[Saved entries]
━━━━━━━━━━
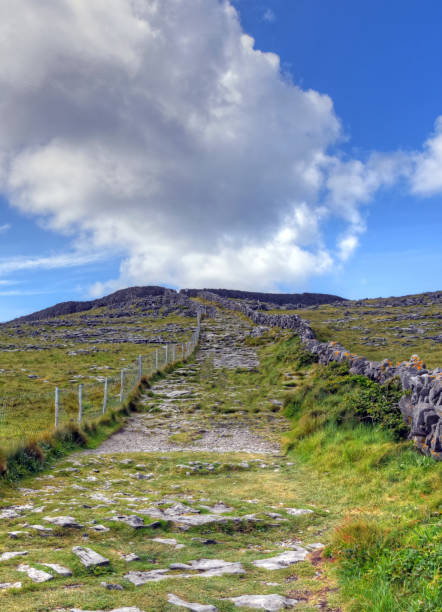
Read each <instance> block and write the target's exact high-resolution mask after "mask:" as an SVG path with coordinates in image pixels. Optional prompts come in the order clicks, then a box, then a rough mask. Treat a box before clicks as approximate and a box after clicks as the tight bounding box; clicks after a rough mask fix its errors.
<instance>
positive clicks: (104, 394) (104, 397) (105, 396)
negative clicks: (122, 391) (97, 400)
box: [103, 376, 108, 414]
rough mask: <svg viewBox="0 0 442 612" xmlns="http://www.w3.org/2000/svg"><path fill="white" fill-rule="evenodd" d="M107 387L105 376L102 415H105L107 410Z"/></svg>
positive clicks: (104, 380)
mask: <svg viewBox="0 0 442 612" xmlns="http://www.w3.org/2000/svg"><path fill="white" fill-rule="evenodd" d="M107 387H108V381H107V376H106V378H105V379H104V398H103V414H105V412H106V410H107Z"/></svg>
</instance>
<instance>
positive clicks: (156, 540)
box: [152, 538, 185, 550]
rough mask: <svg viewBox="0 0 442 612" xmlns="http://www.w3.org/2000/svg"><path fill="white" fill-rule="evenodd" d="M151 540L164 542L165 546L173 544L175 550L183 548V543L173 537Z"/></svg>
mask: <svg viewBox="0 0 442 612" xmlns="http://www.w3.org/2000/svg"><path fill="white" fill-rule="evenodd" d="M152 542H158V543H159V544H165V545H166V546H173V547H174V548H175V549H176V550H180V549H181V548H185V544H178V542H177V541H176V540H175V538H153V540H152Z"/></svg>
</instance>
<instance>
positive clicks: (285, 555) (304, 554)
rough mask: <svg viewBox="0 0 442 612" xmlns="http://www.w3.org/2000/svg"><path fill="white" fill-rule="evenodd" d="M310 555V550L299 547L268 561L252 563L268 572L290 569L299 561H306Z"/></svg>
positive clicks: (254, 564)
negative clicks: (269, 571) (285, 569)
mask: <svg viewBox="0 0 442 612" xmlns="http://www.w3.org/2000/svg"><path fill="white" fill-rule="evenodd" d="M307 555H308V550H306V549H305V548H302V547H301V546H297V547H296V550H290V551H288V552H285V553H281V554H280V555H277V556H276V557H270V558H268V559H259V560H258V561H252V563H253V565H254V566H255V567H262V568H264V569H268V570H277V569H282V568H284V567H289V566H290V565H293V564H294V563H298V562H299V561H304V559H306V557H307Z"/></svg>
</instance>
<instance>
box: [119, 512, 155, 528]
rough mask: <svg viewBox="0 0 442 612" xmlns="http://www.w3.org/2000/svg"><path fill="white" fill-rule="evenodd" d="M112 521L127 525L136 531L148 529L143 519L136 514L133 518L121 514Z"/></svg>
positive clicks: (147, 525)
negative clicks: (137, 515) (128, 525)
mask: <svg viewBox="0 0 442 612" xmlns="http://www.w3.org/2000/svg"><path fill="white" fill-rule="evenodd" d="M111 520H112V521H118V522H120V523H126V525H129V527H133V528H134V529H145V528H146V527H148V525H145V524H144V519H142V518H141V517H140V516H136V515H135V514H133V515H131V516H125V515H124V514H119V515H117V516H113V517H112V519H111Z"/></svg>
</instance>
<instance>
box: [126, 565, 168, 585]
mask: <svg viewBox="0 0 442 612" xmlns="http://www.w3.org/2000/svg"><path fill="white" fill-rule="evenodd" d="M168 572H169V570H168V569H159V570H150V571H149V572H129V573H128V574H126V575H125V576H124V577H125V578H126V580H129V582H132V584H134V585H135V586H142V585H143V584H146V583H147V582H159V581H160V580H164V579H165V578H168V576H165V574H167V573H168Z"/></svg>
━━━━━━━━━━
▶ **Exercise requirements**
Find the line that contains "negative clicks: (137, 515) (128, 525)". Restate it and all lines after it exactly, ending with the final line of the data.

▶ **Reply to the task**
negative clicks: (137, 515) (128, 525)
mask: <svg viewBox="0 0 442 612" xmlns="http://www.w3.org/2000/svg"><path fill="white" fill-rule="evenodd" d="M111 520H112V521H118V522H120V523H126V525H129V527H133V528H134V529H145V528H146V527H148V525H145V524H144V519H142V518H141V517H140V516H136V515H135V514H133V515H131V516H125V515H124V514H119V515H117V516H113V517H112V519H111Z"/></svg>
</instance>
<instance>
box: [126, 565, 168, 585]
mask: <svg viewBox="0 0 442 612" xmlns="http://www.w3.org/2000/svg"><path fill="white" fill-rule="evenodd" d="M168 572H169V570H168V569H159V570H150V571H149V572H129V573H128V574H126V575H125V576H124V577H125V578H126V580H129V582H132V584H134V585H135V586H142V585H143V584H146V583H147V582H159V581H160V580H164V579H165V578H168V576H165V574H167V573H168Z"/></svg>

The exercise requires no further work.